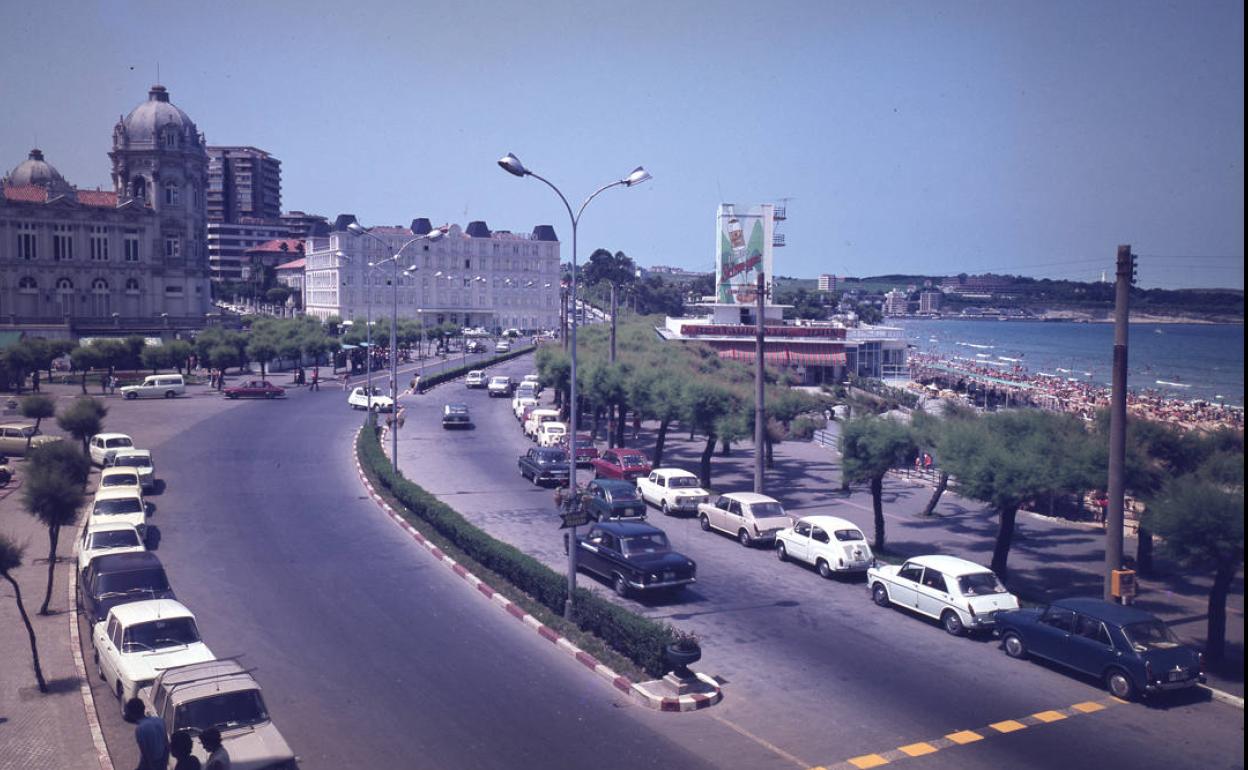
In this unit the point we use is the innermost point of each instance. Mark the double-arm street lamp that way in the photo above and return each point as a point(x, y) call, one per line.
point(433, 235)
point(512, 165)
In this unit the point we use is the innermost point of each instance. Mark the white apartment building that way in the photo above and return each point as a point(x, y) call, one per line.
point(471, 277)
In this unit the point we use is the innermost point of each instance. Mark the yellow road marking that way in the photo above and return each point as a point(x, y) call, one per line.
point(917, 749)
point(1009, 725)
point(964, 736)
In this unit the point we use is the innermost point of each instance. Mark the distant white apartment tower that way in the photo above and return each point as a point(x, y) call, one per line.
point(471, 277)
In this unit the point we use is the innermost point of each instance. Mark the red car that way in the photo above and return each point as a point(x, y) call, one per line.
point(624, 464)
point(255, 388)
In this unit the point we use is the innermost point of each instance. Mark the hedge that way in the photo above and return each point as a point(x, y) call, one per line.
point(639, 639)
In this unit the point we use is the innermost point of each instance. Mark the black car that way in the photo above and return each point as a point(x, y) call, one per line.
point(121, 578)
point(456, 416)
point(544, 464)
point(633, 555)
point(1126, 648)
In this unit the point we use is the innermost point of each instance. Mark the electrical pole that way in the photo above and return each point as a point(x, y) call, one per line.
point(759, 411)
point(1113, 523)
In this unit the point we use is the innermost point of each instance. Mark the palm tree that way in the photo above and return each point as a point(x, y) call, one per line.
point(10, 559)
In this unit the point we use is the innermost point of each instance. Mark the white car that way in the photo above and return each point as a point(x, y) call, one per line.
point(119, 507)
point(829, 543)
point(672, 489)
point(105, 537)
point(140, 639)
point(139, 461)
point(961, 594)
point(750, 518)
point(361, 399)
point(104, 446)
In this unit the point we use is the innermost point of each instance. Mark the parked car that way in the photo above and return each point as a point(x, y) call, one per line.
point(829, 543)
point(750, 518)
point(137, 640)
point(120, 506)
point(139, 461)
point(499, 386)
point(456, 416)
point(613, 499)
point(544, 464)
point(1128, 649)
point(104, 538)
point(104, 446)
point(13, 438)
point(255, 388)
point(361, 399)
point(961, 594)
point(633, 557)
point(156, 386)
point(672, 489)
point(121, 578)
point(624, 464)
point(220, 694)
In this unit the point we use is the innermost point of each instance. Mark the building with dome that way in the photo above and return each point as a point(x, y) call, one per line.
point(134, 258)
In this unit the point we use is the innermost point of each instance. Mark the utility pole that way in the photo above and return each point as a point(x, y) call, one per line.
point(1113, 523)
point(760, 419)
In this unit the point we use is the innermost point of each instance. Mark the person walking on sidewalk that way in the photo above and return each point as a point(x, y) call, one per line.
point(150, 736)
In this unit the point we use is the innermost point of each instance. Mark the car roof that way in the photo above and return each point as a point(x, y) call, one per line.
point(1120, 614)
point(950, 565)
point(150, 609)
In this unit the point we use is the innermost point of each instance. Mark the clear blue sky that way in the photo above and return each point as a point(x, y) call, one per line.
point(920, 137)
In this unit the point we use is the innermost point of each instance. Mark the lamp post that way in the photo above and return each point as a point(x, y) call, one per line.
point(433, 235)
point(512, 165)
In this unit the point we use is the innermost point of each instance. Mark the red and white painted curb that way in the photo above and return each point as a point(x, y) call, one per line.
point(663, 703)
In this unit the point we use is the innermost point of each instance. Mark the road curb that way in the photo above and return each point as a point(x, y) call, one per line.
point(653, 700)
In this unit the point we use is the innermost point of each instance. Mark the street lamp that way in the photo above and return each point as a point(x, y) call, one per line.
point(512, 165)
point(433, 235)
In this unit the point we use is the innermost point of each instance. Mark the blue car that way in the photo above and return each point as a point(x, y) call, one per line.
point(1128, 649)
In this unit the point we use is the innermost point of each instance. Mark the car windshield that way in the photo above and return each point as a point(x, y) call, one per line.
point(1150, 635)
point(761, 511)
point(654, 542)
point(156, 634)
point(126, 504)
point(222, 711)
point(115, 538)
point(979, 584)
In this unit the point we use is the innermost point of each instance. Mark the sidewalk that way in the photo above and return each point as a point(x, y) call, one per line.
point(39, 730)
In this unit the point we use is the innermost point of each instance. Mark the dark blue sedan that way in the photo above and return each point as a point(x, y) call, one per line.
point(1128, 649)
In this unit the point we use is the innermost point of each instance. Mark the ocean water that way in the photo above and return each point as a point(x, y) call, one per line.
point(1192, 360)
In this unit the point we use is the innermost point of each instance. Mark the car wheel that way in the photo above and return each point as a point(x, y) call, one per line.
point(952, 623)
point(1120, 685)
point(1014, 645)
point(880, 594)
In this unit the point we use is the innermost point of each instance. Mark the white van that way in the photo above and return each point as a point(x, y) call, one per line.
point(156, 386)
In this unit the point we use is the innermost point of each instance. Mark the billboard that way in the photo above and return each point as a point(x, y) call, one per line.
point(743, 237)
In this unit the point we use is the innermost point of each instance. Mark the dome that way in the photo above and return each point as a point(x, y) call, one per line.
point(145, 121)
point(36, 171)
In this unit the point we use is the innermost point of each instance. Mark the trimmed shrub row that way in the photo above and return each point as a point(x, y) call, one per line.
point(637, 638)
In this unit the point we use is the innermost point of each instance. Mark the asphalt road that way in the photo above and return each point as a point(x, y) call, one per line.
point(814, 670)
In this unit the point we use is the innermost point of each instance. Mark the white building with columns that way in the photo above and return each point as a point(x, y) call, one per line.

════════════════

Problem - Could you give the material above again with "innermost point" swapped for "central point" throughout and nothing else changed? Leave the pictures out of your answer.

Solved problem -
In this unit the point we use is the central point of each instance. Mark the double-arm street lamp that way in the photo above and return each point as a point(x, y) call, one per line.
point(433, 235)
point(512, 165)
In this unit the point we use is the central point of each instance. Mark the white apartment building that way in the photo above and return each point as a point(x, y) call, one per line.
point(471, 277)
In this unit the point we use is the central point of each instance. Mark the yellow road marking that way in the photo above and return each point as a point(x, y) call, one per line.
point(917, 749)
point(1009, 725)
point(964, 736)
In this unit the point we use is the central point of each instance. Mark the distant white apartment tower that way in the photo above and return each point as a point(x, y) call, one per line.
point(471, 277)
In this unit the point we use is the central point of each instance. Mark the red car that way in the photo above and return each point as a point(x, y) call, one per line.
point(624, 464)
point(255, 388)
In this unit the point we use is the central point of each instance. Mark the hedge that way in the photo above and return each point as a point(x, y) call, one per line.
point(639, 639)
In this unit the point we use is the central point of each instance. Mark the black car that way in the photo above and return each point as a point(x, y) call, one per line.
point(121, 578)
point(456, 416)
point(544, 464)
point(633, 555)
point(1126, 648)
In this unit the point we use is the central point of each instance. Mark the electrical pole that way in the photo above and return each point as a point(x, y) call, one per line.
point(759, 411)
point(1113, 523)
In this unit the point we use is the central point of each instance. Mark the palm tree that way in the photo above and return each point as a point(x, y) call, one per line.
point(10, 559)
In this unit the point we use is the central point of each instance. Mark the white car that way in the photo above and return each point as a point(x, y) call, one per line.
point(119, 507)
point(829, 543)
point(672, 489)
point(105, 537)
point(140, 639)
point(139, 461)
point(961, 594)
point(750, 518)
point(361, 399)
point(104, 446)
In this unit the point we use is the central point of each instance. Mark the parked car that way in the photo above and return each point as a point(x, y) call, one per line.
point(829, 543)
point(750, 518)
point(137, 640)
point(120, 506)
point(139, 461)
point(499, 386)
point(456, 416)
point(613, 499)
point(544, 464)
point(1128, 649)
point(104, 538)
point(104, 446)
point(13, 438)
point(255, 388)
point(361, 399)
point(961, 594)
point(633, 557)
point(156, 386)
point(672, 489)
point(121, 578)
point(624, 464)
point(220, 694)
In this unit the point we use is the central point of each instance. Mark the building with dome that way in the photo above and return each point as a point(x, y) call, one per line.
point(134, 258)
In this unit the point we use is the central point of each instance. Mark the utility pole that way in the photo above and return each point as a point(x, y) call, one per line.
point(1113, 523)
point(760, 419)
In this unit the point we use is the central point of each instance. Mark the person walking on sidewalk that way in the photo above and return each point as a point(x, y) call, one per line.
point(150, 736)
In this unit the point we use is the central point of each instance. Mark the car roof that way in the photo above and return each point as a point(x, y) call, one per line.
point(1120, 614)
point(950, 565)
point(150, 609)
In this unit the point we use is the central point of each instance. Mark the clear blue sky that way in the photo above and return each point as a point(x, y) call, one per line.
point(920, 137)
In this unit the point we use is the central point of each instance. Mark the lamp post that way in the photo above and return each point as a point(x, y) call, one per line.
point(433, 235)
point(512, 165)
In this unit the point we use is the central point of each instance. Mark the red and white painted curb that way in the photo above and return each point as a point(x, y) call, one per line.
point(663, 703)
In this unit the point we use is the central point of each instance. Mark the road curb that way in the photo above and return each point as a point(x, y) call, one per line.
point(653, 700)
In this unit the point we use is the central point of each instance. Mark the street lamp that way in the photo above and return each point as a point(x, y) call, one per line.
point(512, 165)
point(433, 235)
In this unit the point we use is the central point of each instance. Mark the blue car that way in the photo above and return each point as a point(x, y) call, one per line.
point(1128, 649)
In this unit the point we use is the central point of each instance. Mark the car windshield that way in the photo above and return each point as a point(x, y) call, one per line.
point(1150, 635)
point(761, 511)
point(654, 542)
point(156, 634)
point(126, 504)
point(222, 711)
point(115, 538)
point(979, 584)
In this unit the point we use is the central point of each instance. Mark the sidewalk that way in the photo above and return each point as a point(x, y) call, one per line.
point(39, 730)
In this unit the point we use is the central point of each instance. Mark the dark blue sedan that way in the photo above and return each point as a point(x, y) call, one per line.
point(1128, 649)
In this unit the point we use is the central point of each instance. Mark the ocean water that way in the photo above and return each point as a point(x, y) call, one per line.
point(1192, 360)
In this unit the point we use is the central point of each instance. Mark the car wheel that way in the photo above and return each point as a point(x, y) call, one per line.
point(952, 623)
point(1120, 685)
point(1014, 645)
point(880, 594)
In this unit the point we use is the central point of each instance. Mark the white van that way in the photo above and return each point as a point(x, y) call, one per line.
point(156, 386)
In this unit the point we use is the central point of each instance. Mark the billboard that way in the photo above and return each point as a point(x, y) call, one per line.
point(743, 237)
In this unit the point we use is the central point of each instance. Mark the dome that way in the photo above and return each point as a point(x, y) call, one per line.
point(145, 121)
point(36, 171)
In this unit the point we use is the central point of each instance. Mark the trimmed shrub row that way in the photo above and return each point as a point(x, y) call, one per line.
point(637, 638)
In this unit the point we use is the central point of each instance. Mark the asphalt road that way in the photo above and return each point as a point(x, y) call, one per line.
point(814, 670)
In this unit the point we use is the central point of each instance. Mark the white building with columns that way in the photo above and return each point as a point(x, y) call, one per line.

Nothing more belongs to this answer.